### [TASK DETAILS]
Turn all of the rows below into a single numbered list, omitting any blank lines.

### [AVAILABLE RECORDS]
— Begin —

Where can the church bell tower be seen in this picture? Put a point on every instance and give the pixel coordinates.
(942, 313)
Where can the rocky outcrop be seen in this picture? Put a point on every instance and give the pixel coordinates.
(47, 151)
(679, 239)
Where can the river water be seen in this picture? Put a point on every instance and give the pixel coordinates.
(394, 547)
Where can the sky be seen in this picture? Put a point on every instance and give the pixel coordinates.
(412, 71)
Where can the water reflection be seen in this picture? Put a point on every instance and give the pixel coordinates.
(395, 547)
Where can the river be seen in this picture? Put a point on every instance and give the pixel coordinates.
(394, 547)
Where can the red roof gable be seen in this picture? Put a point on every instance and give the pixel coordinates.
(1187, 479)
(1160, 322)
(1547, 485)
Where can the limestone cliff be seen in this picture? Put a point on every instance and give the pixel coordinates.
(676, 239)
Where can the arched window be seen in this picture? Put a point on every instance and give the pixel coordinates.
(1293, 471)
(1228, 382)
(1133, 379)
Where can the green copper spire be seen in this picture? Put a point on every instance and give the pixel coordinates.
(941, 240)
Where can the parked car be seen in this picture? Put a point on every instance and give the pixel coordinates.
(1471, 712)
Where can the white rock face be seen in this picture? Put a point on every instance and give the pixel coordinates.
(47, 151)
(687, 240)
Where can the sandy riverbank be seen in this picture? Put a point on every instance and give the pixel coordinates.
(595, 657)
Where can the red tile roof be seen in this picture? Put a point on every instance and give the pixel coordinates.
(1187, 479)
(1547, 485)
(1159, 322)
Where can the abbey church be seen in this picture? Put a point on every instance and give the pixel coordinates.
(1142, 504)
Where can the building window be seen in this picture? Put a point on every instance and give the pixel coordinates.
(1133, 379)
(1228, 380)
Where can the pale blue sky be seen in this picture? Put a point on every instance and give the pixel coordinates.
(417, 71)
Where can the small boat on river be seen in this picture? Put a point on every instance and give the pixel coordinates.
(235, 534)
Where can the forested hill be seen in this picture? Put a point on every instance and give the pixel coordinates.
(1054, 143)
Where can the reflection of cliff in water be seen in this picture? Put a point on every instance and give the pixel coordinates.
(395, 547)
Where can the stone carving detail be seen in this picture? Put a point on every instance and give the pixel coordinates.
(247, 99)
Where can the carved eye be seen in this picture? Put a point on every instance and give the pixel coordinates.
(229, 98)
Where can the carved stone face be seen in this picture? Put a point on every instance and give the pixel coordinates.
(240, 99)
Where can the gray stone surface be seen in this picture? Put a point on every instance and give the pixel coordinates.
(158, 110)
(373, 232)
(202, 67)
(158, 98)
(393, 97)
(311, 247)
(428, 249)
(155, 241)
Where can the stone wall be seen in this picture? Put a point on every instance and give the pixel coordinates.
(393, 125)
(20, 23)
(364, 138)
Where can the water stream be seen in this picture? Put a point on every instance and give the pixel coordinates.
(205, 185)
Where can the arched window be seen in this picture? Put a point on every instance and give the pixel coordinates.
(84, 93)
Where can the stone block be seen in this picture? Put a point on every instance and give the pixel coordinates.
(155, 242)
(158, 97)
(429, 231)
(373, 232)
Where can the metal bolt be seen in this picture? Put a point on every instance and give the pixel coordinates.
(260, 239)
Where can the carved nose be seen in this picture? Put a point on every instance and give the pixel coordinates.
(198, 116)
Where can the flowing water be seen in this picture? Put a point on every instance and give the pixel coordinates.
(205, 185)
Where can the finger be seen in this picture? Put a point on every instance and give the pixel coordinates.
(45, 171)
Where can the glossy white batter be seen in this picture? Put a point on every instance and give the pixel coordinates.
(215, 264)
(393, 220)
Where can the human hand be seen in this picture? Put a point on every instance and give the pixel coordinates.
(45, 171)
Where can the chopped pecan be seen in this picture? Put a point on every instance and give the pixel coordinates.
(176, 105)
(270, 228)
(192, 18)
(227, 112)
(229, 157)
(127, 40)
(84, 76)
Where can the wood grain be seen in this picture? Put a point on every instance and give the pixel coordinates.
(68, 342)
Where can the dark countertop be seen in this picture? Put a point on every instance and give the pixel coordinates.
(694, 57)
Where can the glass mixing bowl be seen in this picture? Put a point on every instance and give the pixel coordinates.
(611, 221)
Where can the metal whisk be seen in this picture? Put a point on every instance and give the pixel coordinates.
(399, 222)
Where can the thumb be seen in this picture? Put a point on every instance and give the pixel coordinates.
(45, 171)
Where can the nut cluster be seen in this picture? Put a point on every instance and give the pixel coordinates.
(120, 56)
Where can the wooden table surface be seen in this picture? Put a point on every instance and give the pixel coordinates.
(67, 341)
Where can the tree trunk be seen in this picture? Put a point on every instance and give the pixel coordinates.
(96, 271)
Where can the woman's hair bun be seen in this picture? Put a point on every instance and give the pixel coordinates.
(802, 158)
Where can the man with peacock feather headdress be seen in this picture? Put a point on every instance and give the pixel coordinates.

— End —

### [WRITTEN ANSWER]
1. Where can the church bell tower be seen in this picture? Put a point on every instance and give the pixel coordinates.
2. (942, 313)
3. Where can the rocky outcrop be seen in this picture? Put a point on every instance and give the pixel coordinates.
4. (47, 151)
5. (679, 239)
6. Where can the river water be seen in this picture? Put a point on every instance and give the pixel coordinates.
7. (394, 547)
8. Where can the sky be seen in this picture? Put a point on every instance and give the pixel coordinates.
9. (412, 71)
10. Where can the water reflection be seen in this picture? Put a point on every instance and give the pixel coordinates.
11. (395, 547)
12. Where can the river be seen in this picture? Put a point on every instance and give the pixel coordinates.
13. (394, 547)
14. Where can the red roof gable be seen in this picture? Put a point on every instance and give the pixel coordinates.
15. (1187, 479)
16. (1160, 322)
17. (1547, 485)
18. Where can the limestone cliff be seen in this picture? Put a point on every instance and give the pixel coordinates.
19. (676, 239)
20. Where can the arched window be seen in this picture? Put a point on every instance and give the pixel coordinates.
21. (1293, 471)
22. (1228, 382)
23. (1133, 379)
24. Where can the green copper spire be seen in this picture? Put a point on every instance and give the pixel coordinates.
25. (941, 240)
26. Where can the parked car be seen in this picture? Put a point on every instance and give the pixel coordinates.
27. (1471, 712)
28. Where can the white rock face be seen in this picture? Put a point on every instance and give the pixel coordinates.
29. (47, 151)
30. (687, 240)
31. Where can the sandy riverbank be seen in this picture? Put a point on every instance and give the pixel coordinates.
32. (595, 657)
33. Where can the red tile roof be seen in this picture? Put a point on every instance and give the pixel coordinates.
34. (1187, 479)
35. (1547, 485)
36. (1159, 322)
37. Where can the abbey church be seen in this picture? Put a point on every instance and give the pixel coordinates.
38. (1142, 504)
39. Where can the building window be seen in this picture? Put a point on every instance and give the pixel coordinates.
40. (1133, 379)
41. (1228, 380)
42. Where can the pale blue sky be seen in this picture? Put a point on every instance and give the pixel coordinates.
43. (417, 71)
44. Where can the small boat on river be seen in this picture? Put a point on every instance and give the pixel coordinates.
45. (235, 534)
46. Where can the forested hill be seen in this picture? Put a point on every instance and give the pixel coordinates.
47. (1054, 143)
48. Where can the reflection of cliff in water be seen in this picture? Put a point on every instance and give the pixel coordinates.
49. (395, 547)
50. Where can the stone carving detail be seen in this picture? Put a point on every instance and give the pixel coordinates.
51. (247, 99)
52. Where can the carved eye be seen in this picture? Put a point on every instance and give the pixel coordinates.
53. (229, 98)
54. Where can the carved stone face be seen in this picture? Put a point on every instance and give the pixel coordinates.
55. (240, 99)
56. Where can the gray stone surface be seen in this picture? Put a point on every instance and give the pixel coordinates.
57. (158, 110)
58. (373, 232)
59. (202, 67)
60. (158, 98)
61. (393, 97)
62. (311, 247)
63. (428, 249)
64. (155, 241)
65. Where can the stone wall be seen in this picture? Put a point on every instance and give the pixel coordinates.
66. (393, 125)
67. (20, 23)
68. (364, 138)
69. Where can the water stream be seen in this picture? Put a point on every instance and give the pixel coordinates.
70. (205, 185)
71. Where can the arched window be seen in this picture? Put a point on every instance and give the pixel coordinates.
72. (84, 93)
73. Where can the stone block be seen in this picture? Put a point on every instance and give the pixel coordinates.
74. (155, 242)
75. (158, 97)
76. (429, 231)
77. (373, 232)
78. Where can the metal bolt be seen in this picture? Put a point on every instance and give the pixel coordinates.
79. (260, 239)
80. Where can the carved nose be seen in this picture? Put a point on every instance and give the pixel coordinates.
81. (198, 116)
82. Where can the flowing water be seen in this picture? Put a point on every instance and give the pixel coordinates.
83. (205, 185)
84. Where can the finger be seen in this picture? Put a point on every instance and give the pixel coordinates.
85. (45, 171)
86. Where can the glossy white batter be seen in this picture? Put a point on every instance and give the pixel coordinates.
87. (215, 264)
88. (393, 220)
89. Where can the human hand be seen in this picture? Put a point on every instance and give the pixel coordinates.
90. (45, 171)
91. Where can the chopped pecan be seen in this picture? Put a point on every instance and give the pixel coordinates.
92. (176, 105)
93. (270, 228)
94. (192, 18)
95. (227, 112)
96. (229, 157)
97. (127, 40)
98. (84, 76)
99. Where can the wood grain be seen in this picture? Put a point on every instance and give the pixel coordinates.
100. (68, 342)
101. Where can the dark countertop be seen in this picture? Put a point on every instance and give the pixel coordinates.
102. (694, 57)
103. Where can the glass mixing bowl be seen in this picture? Put a point on every instance and give the pixel coordinates.
104. (611, 221)
105. Where can the metal whisk be seen in this picture? Put a point on every instance and give the pixel coordinates.
106. (399, 222)
107. Where can the thumb be seen in this picture? Put a point on every instance and give the pixel coordinates.
108. (45, 171)
109. Where can the nut cluster be seen in this picture? Put a point on every instance and give the pixel coordinates.
110. (120, 56)
111. Where can the wooden table surface be seen in this picture? Put a point on every instance and give the pixel coordinates.
112. (67, 341)
113. Where can the tree trunk be seen in this picture? Put a point on every instance and give the pixel coordinates.
114. (96, 271)
115. Where can the woman's hair bun be seen in this picture? Put a point on every instance and give the pixel coordinates.
116. (802, 158)
117. Where can the man with peacock feather headdress be seen in this picture? Put a point on every instance and give the pixel coordinates.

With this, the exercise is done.